- **Set task**
Extract every line of the records below that contains the string "leaf", matching its case precisely.
==== Material ====
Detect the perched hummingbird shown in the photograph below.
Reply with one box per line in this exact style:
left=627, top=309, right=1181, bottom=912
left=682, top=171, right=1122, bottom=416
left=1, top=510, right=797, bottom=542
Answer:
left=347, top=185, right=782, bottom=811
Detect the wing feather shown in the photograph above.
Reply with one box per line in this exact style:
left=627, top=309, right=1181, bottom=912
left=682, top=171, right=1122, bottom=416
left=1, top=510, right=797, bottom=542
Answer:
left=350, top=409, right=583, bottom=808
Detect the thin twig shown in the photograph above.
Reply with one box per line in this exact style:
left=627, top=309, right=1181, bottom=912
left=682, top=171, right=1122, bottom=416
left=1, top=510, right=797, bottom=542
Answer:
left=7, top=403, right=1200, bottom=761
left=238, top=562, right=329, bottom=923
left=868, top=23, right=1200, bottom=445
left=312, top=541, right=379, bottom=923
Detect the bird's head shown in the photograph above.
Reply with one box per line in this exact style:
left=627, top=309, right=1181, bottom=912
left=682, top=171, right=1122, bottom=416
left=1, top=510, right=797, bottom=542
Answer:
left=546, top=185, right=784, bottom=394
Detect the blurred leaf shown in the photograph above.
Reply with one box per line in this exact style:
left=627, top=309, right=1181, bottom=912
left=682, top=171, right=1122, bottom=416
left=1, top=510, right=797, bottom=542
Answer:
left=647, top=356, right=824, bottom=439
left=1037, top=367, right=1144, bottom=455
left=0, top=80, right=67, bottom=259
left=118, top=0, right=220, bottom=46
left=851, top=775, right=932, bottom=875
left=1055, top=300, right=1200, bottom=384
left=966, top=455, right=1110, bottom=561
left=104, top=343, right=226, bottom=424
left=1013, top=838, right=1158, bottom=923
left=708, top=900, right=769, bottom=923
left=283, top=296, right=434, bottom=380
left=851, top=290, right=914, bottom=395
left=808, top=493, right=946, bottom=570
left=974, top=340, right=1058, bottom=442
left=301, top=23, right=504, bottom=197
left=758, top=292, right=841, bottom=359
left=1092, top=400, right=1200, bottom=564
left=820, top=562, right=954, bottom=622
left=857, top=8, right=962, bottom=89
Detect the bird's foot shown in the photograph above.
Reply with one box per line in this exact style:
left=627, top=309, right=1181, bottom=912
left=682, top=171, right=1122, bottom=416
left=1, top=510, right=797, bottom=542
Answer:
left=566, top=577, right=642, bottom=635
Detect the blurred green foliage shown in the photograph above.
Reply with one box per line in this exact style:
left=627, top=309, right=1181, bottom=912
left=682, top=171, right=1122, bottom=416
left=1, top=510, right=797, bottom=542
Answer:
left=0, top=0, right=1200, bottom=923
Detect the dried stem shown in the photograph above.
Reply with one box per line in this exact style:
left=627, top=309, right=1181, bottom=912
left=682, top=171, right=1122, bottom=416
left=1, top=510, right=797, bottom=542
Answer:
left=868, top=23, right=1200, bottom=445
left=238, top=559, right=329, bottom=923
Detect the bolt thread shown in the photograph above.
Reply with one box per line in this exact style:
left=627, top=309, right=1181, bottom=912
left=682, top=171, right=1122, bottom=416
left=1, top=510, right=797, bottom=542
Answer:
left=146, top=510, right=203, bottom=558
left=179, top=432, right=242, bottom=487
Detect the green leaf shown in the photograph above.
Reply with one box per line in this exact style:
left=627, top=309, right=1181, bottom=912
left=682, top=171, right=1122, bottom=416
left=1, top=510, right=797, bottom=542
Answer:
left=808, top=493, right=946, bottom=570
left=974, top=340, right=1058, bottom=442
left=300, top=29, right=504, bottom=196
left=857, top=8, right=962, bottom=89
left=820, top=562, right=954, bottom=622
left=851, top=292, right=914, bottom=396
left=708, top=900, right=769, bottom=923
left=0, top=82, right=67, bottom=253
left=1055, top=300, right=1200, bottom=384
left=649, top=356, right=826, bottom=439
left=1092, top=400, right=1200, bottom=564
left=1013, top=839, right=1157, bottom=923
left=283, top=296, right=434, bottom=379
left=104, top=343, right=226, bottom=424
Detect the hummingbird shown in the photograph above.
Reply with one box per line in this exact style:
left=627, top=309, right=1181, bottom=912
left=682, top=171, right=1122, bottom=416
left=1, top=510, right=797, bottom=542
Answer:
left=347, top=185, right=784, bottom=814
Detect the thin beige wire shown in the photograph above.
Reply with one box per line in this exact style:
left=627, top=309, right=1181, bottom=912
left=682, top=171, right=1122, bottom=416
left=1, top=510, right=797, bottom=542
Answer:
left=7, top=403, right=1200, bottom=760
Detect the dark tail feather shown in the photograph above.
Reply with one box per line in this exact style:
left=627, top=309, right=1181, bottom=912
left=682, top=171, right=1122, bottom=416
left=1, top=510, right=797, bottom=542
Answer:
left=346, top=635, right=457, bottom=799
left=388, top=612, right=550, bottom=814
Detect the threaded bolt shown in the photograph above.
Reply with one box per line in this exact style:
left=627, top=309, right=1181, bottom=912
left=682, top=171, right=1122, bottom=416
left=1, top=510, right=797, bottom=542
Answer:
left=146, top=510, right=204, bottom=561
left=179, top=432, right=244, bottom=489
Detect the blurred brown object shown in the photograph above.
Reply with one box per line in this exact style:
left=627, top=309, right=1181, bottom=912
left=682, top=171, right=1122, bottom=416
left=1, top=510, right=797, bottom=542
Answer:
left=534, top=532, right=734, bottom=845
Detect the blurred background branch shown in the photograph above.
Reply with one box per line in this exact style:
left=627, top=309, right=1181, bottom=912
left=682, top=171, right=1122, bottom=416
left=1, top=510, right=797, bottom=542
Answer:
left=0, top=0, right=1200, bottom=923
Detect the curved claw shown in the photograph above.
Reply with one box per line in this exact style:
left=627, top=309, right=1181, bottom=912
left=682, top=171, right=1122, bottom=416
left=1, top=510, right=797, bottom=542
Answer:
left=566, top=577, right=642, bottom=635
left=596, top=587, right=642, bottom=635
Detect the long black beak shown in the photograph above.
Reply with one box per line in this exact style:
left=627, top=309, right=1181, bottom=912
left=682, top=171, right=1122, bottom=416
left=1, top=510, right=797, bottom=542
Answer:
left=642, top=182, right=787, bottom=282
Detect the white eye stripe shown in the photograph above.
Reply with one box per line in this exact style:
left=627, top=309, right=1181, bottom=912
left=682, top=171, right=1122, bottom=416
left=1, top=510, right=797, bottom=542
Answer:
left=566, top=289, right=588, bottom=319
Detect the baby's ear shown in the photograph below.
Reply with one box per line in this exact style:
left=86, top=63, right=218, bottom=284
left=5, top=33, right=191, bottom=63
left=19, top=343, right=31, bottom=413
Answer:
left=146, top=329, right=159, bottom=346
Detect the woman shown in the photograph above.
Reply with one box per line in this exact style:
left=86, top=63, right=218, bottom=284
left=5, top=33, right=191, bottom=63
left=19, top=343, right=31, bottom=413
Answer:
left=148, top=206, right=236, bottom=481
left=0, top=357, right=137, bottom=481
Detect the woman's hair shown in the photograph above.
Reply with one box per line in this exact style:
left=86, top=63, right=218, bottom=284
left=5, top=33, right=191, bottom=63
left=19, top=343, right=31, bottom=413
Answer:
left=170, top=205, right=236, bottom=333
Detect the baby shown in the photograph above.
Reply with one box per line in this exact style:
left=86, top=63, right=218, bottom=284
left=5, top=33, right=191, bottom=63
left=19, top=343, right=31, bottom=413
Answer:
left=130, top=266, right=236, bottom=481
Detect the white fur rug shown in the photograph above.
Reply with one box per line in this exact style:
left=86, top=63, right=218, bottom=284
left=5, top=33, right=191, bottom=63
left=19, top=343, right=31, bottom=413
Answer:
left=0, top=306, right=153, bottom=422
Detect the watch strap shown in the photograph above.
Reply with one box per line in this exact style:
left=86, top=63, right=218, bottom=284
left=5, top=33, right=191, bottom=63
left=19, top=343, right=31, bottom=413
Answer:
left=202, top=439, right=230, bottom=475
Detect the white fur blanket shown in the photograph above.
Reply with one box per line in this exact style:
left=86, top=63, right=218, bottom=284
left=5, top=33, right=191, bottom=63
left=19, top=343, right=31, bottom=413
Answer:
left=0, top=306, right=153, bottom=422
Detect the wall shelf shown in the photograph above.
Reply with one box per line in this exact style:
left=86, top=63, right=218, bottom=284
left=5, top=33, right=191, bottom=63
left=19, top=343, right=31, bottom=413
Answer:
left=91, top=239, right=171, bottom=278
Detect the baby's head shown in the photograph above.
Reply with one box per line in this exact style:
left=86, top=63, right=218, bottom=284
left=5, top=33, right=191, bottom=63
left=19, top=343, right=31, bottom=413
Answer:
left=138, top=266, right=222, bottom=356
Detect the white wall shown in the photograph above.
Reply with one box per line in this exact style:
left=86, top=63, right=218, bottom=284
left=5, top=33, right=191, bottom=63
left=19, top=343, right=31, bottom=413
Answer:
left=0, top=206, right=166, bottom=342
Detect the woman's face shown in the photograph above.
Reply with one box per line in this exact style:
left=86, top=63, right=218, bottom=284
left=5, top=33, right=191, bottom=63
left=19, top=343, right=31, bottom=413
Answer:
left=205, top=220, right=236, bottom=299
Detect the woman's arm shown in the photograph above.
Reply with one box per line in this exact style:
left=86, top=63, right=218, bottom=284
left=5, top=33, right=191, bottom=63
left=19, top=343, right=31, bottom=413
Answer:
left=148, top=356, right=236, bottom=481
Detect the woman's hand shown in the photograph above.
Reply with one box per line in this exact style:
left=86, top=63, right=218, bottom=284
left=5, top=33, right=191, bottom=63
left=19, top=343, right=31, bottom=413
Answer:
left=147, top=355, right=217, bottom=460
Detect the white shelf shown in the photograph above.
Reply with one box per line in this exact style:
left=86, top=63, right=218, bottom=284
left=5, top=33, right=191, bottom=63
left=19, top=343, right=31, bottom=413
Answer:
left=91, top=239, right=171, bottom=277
====
- **Solution to this problem**
Detect the blurred leaf shown in the photograph above.
Detect the green leaf shown in the photograph above.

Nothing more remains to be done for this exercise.